- **THE TASKS**
**1)** For the Caterpillar stock article below, list each commodity whose price run-up during the China boom is described, along with the change the article gives for it.
**2)** In the rows below, copy out unchanged every line from the line with "Report the location of each instance of the stone wall" up to and including the line with "x=244, y=128".

- **DOCUMENT TEXT**
* Start *

China Is An Important Driver Of Earnings: As everyone has seen in recent months, China is undergoing some serious economic spasms. This is bad news for the global economy as a whole. It’s downright dreadful news for a company like Caterpillar.

CAT stock is exposed to the country through vehicle sales for residential and commercial construction in China. It is exposed to China’s transportation sector, which until recently was booming. And as China buys fewer minerals and other raw materials from emerging markets, Caterpillar’s mining equipment segment also takes a hit.

End of China Supercycle: The counterpoint to the stock pro listed above about cycles is that the most recent upcycle was the idea that this may have been a once in a lifetime sort of occurance. Between 1994 and 2002, CAT stock did nothing, trading around 15-20 (split-adjusted) for the decade.

Once the huge growth cycle really got going in China, a commodity boom of incredible proportions began. Oil went from $15 to $150. Gold from $300 to $1,900. Copper quadrupled. And so on. And China threw up thousands of skyscrapers at an unprecedented rate. The bears argue the growth seen in China was a one-off event driven by irrational government policy that won’t be seen again. If oil and metal prices stay at or near current levels, there will be no cyclical upturn for awhile.

Earnings To Drop Again in 2016: Caterpillar has seen monthly sales decline a stunning 37 months in a row. That’s more than three years without an uptick. And as you can see in this article, the recent declines are, rather remarkably, accelerating in speed.

Anyone buying CAT stock here is buying with a long-term view and with patience for the global economy to stabilize. There’s no evidence to suggest 2016 will necessarily be the year that marks the 2012-onward recession low in Caterpillar’s revenues or earnings per share.

Caterpillar Stock Verdict

There isn’t a lot going right for Caterpillar lately. However, I’m fine with that. China remains a fearful place for investors, and 2016 most likely isn’t going to be a banner year for CAT stock.

On the plus side, you get a great starting yield that has grown nicely over the past 10 years. And the company is reasonably priced on an earnings basis. While the China cycle may be over, at some point oil, gas, and mining demand will return. And Caterpillar still has construction and transportation businesses that offer value while waiting for the commodities sectors to rebound.

* End *

- **SUPPLIED MATERIAL**
* Start *

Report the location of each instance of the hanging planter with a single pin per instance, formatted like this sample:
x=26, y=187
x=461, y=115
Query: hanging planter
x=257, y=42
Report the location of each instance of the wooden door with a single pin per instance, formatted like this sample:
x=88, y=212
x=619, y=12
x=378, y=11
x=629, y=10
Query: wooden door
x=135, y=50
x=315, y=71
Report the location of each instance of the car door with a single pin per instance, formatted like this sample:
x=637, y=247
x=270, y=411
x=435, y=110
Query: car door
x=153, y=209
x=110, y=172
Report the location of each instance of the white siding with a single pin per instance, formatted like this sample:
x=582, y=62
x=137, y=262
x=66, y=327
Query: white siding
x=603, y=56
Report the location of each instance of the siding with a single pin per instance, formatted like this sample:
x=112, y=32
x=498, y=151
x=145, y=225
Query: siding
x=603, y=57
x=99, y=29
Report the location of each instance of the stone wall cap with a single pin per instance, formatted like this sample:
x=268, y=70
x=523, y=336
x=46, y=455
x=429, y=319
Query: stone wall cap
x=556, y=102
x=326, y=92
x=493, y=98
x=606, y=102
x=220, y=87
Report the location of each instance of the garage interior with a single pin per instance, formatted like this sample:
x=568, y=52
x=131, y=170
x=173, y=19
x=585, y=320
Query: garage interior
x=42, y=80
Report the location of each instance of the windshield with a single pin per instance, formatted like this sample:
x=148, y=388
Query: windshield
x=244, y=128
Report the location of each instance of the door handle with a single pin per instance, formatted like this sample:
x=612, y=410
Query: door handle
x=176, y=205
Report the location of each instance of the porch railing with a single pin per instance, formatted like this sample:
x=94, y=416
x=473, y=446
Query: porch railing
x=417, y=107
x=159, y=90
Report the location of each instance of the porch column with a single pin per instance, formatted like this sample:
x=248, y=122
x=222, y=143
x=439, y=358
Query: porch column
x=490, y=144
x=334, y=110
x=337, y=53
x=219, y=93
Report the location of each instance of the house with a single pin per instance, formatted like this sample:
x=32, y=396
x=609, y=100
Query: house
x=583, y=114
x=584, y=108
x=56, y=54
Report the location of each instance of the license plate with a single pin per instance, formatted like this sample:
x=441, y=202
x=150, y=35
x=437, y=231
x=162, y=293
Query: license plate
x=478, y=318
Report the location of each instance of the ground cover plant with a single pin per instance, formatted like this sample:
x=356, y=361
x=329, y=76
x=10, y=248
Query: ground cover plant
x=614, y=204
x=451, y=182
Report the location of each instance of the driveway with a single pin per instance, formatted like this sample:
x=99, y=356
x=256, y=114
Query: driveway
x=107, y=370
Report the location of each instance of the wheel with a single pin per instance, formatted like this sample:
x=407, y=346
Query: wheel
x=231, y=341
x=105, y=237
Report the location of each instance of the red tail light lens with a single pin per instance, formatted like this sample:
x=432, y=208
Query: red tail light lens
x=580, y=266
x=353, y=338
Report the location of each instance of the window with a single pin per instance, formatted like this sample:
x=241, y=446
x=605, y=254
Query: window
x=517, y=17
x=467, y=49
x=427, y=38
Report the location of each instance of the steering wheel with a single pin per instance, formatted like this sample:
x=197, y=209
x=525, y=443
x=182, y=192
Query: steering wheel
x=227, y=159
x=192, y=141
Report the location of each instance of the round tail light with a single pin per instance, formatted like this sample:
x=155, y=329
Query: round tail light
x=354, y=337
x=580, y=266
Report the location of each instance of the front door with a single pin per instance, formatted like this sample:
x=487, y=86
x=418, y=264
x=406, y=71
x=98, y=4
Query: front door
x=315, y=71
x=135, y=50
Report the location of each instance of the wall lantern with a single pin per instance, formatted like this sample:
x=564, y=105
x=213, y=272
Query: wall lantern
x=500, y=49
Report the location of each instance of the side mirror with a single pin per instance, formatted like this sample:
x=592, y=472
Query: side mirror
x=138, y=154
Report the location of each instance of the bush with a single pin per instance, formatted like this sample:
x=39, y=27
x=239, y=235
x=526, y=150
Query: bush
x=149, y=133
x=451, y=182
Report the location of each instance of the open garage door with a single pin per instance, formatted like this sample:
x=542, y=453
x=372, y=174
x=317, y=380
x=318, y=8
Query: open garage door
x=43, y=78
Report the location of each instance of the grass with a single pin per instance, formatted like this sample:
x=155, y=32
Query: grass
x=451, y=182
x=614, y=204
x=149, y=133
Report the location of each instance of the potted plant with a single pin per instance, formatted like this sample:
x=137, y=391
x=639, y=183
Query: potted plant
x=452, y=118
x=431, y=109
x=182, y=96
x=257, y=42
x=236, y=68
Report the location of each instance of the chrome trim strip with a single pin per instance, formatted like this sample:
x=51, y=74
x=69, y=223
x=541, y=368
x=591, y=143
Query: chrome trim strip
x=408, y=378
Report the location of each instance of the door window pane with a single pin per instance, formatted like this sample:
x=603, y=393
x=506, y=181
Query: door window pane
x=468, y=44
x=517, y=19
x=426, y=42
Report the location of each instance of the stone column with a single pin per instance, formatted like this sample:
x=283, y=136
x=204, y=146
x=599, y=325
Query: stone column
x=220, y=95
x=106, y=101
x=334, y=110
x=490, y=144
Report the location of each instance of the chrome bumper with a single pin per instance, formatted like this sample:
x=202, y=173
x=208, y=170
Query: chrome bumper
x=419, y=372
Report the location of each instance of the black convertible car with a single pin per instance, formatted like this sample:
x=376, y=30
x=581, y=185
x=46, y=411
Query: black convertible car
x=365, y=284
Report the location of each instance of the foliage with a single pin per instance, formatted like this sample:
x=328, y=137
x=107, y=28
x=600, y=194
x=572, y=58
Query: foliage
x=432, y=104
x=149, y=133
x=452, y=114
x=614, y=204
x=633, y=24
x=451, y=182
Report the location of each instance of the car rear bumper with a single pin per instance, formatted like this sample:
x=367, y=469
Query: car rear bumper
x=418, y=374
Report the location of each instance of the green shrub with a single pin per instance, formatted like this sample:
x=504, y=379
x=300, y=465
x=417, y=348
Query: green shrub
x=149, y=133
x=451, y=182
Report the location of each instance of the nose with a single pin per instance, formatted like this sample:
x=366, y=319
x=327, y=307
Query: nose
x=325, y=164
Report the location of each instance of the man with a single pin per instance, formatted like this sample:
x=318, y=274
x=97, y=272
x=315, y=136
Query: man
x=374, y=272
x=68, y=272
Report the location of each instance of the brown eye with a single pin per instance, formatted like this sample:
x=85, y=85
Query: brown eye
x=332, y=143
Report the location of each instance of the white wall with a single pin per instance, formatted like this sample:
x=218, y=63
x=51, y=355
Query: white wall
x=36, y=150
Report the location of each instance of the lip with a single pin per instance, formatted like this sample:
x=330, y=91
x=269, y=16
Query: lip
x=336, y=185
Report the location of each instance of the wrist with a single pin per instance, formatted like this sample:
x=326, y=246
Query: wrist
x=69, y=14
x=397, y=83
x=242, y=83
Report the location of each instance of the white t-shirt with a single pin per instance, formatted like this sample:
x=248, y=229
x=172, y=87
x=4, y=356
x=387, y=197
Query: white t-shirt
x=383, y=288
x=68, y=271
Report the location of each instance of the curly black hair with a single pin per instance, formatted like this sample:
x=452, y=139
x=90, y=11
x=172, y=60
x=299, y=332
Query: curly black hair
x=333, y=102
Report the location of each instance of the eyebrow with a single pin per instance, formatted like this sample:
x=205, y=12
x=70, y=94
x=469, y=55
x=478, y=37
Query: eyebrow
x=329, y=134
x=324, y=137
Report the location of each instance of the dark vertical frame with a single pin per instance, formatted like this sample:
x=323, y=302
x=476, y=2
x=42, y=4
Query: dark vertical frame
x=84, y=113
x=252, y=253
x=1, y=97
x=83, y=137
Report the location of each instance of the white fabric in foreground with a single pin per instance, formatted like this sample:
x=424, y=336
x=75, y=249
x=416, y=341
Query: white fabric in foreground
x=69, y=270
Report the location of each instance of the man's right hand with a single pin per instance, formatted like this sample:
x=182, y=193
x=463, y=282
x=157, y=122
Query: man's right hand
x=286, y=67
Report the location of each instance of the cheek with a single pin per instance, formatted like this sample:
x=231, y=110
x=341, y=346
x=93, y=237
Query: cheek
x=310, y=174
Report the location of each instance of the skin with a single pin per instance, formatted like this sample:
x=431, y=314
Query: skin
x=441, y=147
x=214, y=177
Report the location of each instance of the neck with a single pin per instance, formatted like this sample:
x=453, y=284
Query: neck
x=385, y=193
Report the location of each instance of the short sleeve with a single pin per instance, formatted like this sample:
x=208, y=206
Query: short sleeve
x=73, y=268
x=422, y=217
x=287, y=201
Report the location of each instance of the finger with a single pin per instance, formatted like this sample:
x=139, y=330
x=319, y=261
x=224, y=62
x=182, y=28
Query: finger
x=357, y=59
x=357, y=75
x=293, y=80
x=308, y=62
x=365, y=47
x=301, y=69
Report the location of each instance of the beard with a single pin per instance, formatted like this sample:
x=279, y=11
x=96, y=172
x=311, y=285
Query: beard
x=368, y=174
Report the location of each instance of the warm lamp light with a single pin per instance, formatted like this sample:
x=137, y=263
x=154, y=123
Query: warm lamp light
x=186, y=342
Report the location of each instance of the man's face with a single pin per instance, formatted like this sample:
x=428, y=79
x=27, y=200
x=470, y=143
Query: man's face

* End *

- **ANSWER LIST**
**1)**
Oil: from $15 to $150
Gold: from $300 to $1,900
Copper: quadrupled

**2)**
Report the location of each instance of the stone wall cap with a single pin per instance, formatted like this sample:
x=268, y=70
x=523, y=336
x=46, y=455
x=429, y=319
Query: stone wall cap
x=556, y=102
x=326, y=92
x=493, y=98
x=606, y=102
x=220, y=87
Report the location of each instance of the garage interior with a single pin per instance, formatted like this sample:
x=568, y=52
x=131, y=170
x=173, y=19
x=585, y=320
Query: garage interior
x=42, y=80
Report the location of each instance of the windshield with a single pin per instance, formatted like this sample:
x=148, y=388
Query: windshield
x=244, y=128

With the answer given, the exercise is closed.